Point annotation dataset items →
'''

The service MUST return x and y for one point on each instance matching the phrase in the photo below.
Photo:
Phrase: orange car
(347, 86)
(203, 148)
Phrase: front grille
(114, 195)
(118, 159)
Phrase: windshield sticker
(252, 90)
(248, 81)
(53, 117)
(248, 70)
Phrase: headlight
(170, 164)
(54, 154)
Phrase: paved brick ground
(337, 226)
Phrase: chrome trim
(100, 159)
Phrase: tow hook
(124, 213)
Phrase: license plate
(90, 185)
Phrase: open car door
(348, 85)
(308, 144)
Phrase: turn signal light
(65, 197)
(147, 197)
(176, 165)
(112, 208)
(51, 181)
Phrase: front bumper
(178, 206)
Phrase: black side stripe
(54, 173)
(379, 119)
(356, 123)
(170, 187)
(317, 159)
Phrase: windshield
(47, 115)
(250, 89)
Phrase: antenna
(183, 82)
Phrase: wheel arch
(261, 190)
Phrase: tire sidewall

'''

CHALLENGE → Edit the items from the line containing "Phrase: turn signal light" through the end of the items, inclusive, by replacing "antenna" with "radio mast" and leaving everything else unchanged. Give back only those lines.

RESPONSE TO THIS EXERCISE →
Phrase: turn signal light
(65, 197)
(147, 197)
(176, 165)
(112, 208)
(51, 181)
Phrase: front bumper
(178, 206)
Phrase: black side stripe
(54, 173)
(379, 119)
(356, 123)
(170, 187)
(317, 159)
Phrase: windshield
(47, 115)
(250, 89)
Phrase: radio mast
(183, 82)
Phrase: wheel arch
(261, 190)
Phrase: tire sidewall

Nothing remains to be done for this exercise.